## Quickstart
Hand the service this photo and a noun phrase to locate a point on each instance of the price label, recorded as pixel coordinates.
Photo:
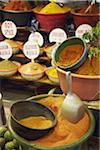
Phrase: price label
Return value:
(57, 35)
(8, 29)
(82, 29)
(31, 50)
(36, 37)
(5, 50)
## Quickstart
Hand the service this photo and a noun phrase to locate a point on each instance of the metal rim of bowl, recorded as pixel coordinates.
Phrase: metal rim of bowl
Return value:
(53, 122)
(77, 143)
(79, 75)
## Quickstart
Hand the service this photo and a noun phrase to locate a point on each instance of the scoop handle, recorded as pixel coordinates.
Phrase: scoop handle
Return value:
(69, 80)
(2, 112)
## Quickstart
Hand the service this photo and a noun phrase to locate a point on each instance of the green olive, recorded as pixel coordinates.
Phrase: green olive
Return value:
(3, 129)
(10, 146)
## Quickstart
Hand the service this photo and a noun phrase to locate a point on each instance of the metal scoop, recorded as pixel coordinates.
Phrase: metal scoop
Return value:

---*---

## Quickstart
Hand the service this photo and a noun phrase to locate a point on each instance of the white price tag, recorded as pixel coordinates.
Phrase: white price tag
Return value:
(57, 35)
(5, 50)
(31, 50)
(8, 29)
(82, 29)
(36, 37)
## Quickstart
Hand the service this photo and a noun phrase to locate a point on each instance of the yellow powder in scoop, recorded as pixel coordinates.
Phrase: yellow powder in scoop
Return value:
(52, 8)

---*---

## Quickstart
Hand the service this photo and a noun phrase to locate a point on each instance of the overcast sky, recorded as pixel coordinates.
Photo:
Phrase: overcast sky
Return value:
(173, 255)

---*---

ACTIVITY
Within the records above, find every line containing "white" and report only how many there are.

TASK SOLUTION
2